Teks Sumber.
# # # #
Seakan-akan Pulo Lasman Simanjuntak menghilangkan subjek khusus di sini agar kita pihak pembaca merasa sulit untuk menerka maknanya secara semantik.

Dan tambahan pula, rujukan pragmatik dari dua baris ini pun sukar ditangkap, kecuali suatu hijrah itu dimaknai sebagai sesuatu yang negatif atau tak mengenakkan.

Baca bait 5, penutup:

sepi
kapan mencair
akankah sampai
tiba
nyawa kita turun ke liang bumi
orang-orang mati
tak punya lagi
pengharapan
kepastian

Secara sintaksis tak ada yang aneh dalam bait ini. Secara semantik apa fungsi Pulo Lasman Simanjuntak  bertanya “sepi kapan mencair”?

Secara pragmatik pun apa maksud ketika sepi berhasil mencair, maka problem teratasi.

Kendatipun demikian, sepi kapan mencair ini terdengar metaforis—kiasan yang diciptakan oleh Pulo Lasman Simanjuntak —hanya saja, kiasan yang diciptakan olehnya ini bersifat pribadi, ada simbol pribadi di sini yang membuat pihak pembaca sukar memaknainya.

Setidak-tidaknya, jika para pejabat di atas ditegur oleh Pulo Lasman Simanjuntak,  itu berarti aku-lirik atau ia tengah meminta agar para pejabat itu berbuat sesuatu agar mengatasi problem hidup berbangsa ini—seakan-akan Pulo Lasman Simanjuntak satu-satunya rakyat Indonesia yang paling menyedihkan dalam puisi ini, yang diperlakukan secara tidak adil.
# # # #
Arahan Singkat 1.
Petik dari entri setiap baris yang memuat string "sleeve". Huruf besar dan kecil dibedakan.

Cuplikan Data.
# # # #
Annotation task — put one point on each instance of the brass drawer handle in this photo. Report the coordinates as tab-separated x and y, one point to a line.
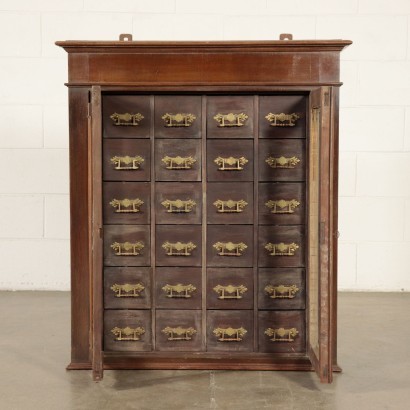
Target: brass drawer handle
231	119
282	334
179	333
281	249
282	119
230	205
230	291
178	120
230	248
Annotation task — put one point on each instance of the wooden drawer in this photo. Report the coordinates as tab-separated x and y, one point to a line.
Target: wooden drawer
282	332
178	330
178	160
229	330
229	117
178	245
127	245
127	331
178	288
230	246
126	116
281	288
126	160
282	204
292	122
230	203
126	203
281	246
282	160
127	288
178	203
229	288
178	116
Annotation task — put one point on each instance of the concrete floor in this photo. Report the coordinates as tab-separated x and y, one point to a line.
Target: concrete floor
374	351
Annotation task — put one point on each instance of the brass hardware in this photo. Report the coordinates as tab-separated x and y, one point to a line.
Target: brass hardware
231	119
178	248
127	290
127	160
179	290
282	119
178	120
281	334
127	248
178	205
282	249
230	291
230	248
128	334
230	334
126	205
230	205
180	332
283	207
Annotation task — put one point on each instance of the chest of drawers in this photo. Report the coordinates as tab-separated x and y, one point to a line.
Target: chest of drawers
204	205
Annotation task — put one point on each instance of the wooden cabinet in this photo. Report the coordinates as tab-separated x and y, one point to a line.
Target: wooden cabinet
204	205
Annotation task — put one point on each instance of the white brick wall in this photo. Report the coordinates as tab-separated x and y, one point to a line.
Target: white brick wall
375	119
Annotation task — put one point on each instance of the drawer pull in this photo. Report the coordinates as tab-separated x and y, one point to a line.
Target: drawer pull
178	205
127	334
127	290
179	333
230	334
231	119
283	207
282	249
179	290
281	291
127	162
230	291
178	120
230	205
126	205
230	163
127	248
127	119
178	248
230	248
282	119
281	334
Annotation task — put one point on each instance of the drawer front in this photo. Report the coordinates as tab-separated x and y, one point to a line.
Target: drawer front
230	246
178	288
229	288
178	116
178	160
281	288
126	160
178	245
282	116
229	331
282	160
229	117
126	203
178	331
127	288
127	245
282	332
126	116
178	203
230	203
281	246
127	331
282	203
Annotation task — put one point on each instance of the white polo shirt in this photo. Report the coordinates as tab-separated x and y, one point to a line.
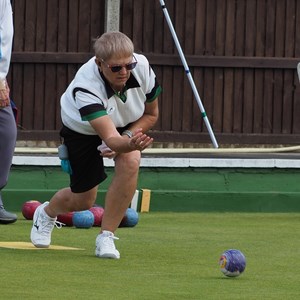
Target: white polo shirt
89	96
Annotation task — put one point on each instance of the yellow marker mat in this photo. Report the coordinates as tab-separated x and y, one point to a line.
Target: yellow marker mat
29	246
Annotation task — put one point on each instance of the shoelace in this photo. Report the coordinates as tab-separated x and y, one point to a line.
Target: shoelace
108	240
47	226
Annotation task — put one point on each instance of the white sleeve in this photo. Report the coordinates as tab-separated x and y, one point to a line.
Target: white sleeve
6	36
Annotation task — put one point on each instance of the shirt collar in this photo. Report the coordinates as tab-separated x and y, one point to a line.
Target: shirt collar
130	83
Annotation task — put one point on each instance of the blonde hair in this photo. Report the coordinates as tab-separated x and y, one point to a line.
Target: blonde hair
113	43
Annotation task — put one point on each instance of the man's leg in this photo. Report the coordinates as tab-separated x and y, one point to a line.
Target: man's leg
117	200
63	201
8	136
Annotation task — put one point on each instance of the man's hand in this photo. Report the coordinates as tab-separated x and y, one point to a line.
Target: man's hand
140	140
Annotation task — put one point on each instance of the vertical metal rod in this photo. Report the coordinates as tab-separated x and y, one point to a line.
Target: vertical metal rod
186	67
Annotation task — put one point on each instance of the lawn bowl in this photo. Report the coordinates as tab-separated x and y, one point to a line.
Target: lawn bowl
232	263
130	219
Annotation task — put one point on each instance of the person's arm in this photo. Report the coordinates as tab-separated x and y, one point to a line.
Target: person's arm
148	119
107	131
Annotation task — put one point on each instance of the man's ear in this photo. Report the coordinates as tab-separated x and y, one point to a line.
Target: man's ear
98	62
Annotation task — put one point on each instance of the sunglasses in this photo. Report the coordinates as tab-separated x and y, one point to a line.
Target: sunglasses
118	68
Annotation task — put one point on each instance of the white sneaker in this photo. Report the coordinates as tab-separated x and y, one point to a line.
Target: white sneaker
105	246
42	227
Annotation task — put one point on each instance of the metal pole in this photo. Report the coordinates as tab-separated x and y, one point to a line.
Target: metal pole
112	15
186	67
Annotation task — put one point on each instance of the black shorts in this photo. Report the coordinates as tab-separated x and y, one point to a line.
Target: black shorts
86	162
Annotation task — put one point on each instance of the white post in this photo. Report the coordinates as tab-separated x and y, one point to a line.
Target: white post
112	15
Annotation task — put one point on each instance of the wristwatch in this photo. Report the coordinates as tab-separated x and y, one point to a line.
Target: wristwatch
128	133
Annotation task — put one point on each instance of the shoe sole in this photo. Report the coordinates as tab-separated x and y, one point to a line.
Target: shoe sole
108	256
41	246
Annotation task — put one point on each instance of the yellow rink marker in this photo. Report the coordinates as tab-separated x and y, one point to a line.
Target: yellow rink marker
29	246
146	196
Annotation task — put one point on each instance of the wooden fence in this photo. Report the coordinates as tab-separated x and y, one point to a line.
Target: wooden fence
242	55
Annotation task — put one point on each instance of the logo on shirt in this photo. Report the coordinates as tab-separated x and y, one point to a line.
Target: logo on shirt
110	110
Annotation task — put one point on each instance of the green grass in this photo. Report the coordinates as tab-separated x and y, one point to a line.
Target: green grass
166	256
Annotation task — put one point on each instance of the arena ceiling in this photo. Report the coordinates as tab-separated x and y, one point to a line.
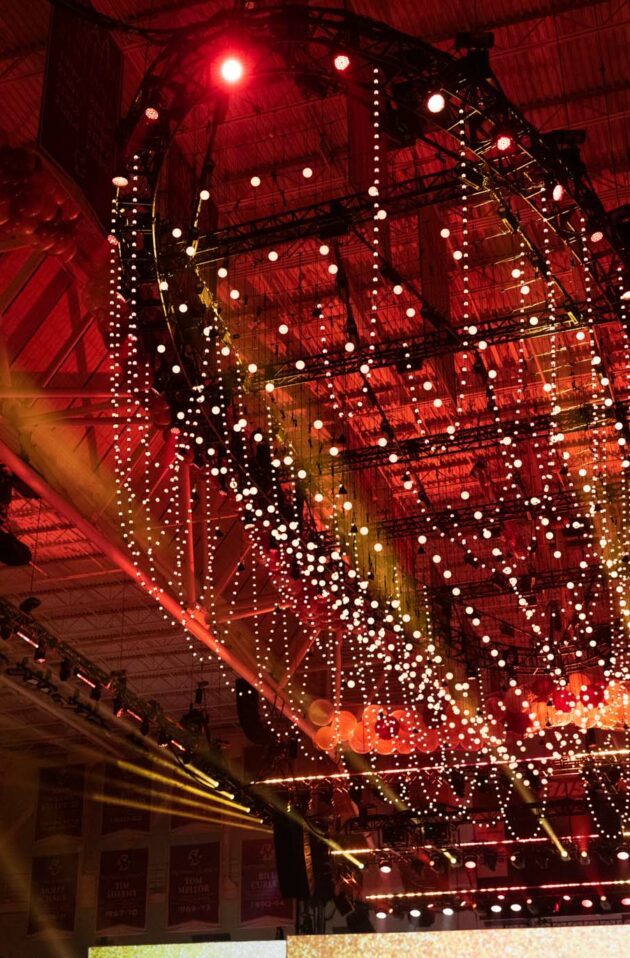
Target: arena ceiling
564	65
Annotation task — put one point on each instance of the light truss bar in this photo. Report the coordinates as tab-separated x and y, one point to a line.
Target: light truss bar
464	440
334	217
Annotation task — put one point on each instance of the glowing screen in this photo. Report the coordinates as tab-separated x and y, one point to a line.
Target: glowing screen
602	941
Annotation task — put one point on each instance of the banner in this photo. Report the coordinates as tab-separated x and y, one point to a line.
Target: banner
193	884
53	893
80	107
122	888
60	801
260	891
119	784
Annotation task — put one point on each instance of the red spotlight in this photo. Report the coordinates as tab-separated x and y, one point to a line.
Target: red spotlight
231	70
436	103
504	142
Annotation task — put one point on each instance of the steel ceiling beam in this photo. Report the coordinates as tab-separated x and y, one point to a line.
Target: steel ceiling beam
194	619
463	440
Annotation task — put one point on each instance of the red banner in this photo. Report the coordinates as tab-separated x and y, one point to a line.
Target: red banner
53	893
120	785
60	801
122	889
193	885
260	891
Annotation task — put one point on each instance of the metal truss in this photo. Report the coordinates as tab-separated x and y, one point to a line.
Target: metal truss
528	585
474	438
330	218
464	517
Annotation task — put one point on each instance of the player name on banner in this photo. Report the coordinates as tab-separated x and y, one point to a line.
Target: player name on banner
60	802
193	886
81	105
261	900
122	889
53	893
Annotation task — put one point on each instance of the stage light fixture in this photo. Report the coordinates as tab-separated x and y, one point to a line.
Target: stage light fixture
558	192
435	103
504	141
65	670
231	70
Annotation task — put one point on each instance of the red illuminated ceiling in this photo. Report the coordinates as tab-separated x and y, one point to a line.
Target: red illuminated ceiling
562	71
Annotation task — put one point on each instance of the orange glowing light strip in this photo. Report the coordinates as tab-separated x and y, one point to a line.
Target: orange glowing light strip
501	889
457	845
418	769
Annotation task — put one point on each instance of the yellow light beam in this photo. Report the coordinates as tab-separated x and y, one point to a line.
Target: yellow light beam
# # # #
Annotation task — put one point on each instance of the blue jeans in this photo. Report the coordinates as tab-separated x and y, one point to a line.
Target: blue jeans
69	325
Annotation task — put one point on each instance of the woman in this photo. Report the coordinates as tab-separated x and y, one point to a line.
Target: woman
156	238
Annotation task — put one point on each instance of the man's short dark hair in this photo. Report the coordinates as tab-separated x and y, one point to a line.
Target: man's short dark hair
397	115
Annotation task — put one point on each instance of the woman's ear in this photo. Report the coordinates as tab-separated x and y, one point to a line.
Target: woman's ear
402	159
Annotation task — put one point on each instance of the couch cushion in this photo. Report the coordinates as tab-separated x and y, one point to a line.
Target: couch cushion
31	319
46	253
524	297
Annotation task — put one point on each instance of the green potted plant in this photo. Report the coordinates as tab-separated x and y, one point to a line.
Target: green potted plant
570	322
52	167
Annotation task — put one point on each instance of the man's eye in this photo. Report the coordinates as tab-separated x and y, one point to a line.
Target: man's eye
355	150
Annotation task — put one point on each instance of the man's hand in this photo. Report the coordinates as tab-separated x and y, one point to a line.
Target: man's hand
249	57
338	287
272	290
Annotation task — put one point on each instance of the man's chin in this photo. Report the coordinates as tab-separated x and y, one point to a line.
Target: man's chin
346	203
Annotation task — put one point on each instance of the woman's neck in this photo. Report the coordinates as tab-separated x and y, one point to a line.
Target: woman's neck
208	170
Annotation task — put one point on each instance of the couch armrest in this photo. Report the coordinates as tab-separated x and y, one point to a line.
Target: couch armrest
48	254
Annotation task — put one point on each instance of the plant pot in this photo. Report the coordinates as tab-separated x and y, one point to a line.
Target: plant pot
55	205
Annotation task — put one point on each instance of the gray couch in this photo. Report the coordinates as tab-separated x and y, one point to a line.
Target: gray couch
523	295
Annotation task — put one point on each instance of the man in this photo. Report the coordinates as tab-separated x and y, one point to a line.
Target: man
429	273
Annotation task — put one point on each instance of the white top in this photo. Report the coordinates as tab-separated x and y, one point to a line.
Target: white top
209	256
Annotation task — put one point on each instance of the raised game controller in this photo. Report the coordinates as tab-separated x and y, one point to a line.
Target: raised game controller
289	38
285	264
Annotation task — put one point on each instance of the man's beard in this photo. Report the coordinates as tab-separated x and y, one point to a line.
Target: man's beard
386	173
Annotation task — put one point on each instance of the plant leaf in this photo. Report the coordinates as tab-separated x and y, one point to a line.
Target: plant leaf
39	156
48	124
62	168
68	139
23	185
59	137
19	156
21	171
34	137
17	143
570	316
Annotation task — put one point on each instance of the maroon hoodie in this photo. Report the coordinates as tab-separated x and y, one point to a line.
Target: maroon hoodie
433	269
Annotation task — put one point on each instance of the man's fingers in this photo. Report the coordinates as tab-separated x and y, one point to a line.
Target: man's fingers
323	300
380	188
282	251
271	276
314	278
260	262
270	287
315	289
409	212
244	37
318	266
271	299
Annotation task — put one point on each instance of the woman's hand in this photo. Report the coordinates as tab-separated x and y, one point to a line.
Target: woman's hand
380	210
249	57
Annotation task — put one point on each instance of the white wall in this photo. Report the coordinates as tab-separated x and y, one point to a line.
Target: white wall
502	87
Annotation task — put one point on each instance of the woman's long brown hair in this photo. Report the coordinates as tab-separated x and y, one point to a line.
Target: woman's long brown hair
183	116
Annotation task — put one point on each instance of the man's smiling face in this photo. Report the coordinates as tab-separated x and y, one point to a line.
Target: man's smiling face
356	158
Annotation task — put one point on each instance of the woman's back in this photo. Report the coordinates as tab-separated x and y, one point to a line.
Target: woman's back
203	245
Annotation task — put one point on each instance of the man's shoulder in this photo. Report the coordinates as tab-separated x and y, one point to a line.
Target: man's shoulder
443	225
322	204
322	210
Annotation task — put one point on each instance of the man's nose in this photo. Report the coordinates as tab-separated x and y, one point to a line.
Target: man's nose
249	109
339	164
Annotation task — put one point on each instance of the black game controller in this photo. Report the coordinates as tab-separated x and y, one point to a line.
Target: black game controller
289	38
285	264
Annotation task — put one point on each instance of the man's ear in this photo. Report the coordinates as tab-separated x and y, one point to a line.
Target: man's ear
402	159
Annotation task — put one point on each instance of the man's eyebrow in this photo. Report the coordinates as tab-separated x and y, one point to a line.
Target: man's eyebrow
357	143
# # # #
Arahan Singkat 2.
Menurut ulasan puisi di atas, mengapa ungkapan "sepi kapan mencair" sukar dimaknai pembaca? Jawab dalam satu sampai tiga kalimat.

Jawaban Tugas 1.
Annotation task — put one point on each instance of the white sleeve in this photo. Report the coordinates as tab-separated x and y, one point to a line.
Target: white sleeve

Jawaban Tugas 2.
Ungkapan itu terdengar metaforis, tetapi kiasan yang diciptakan Pulo Lasman Simanjuntak bersifat pribadi. Simbol pribadi di dalamnya membuat pembaca sukar memaknainya.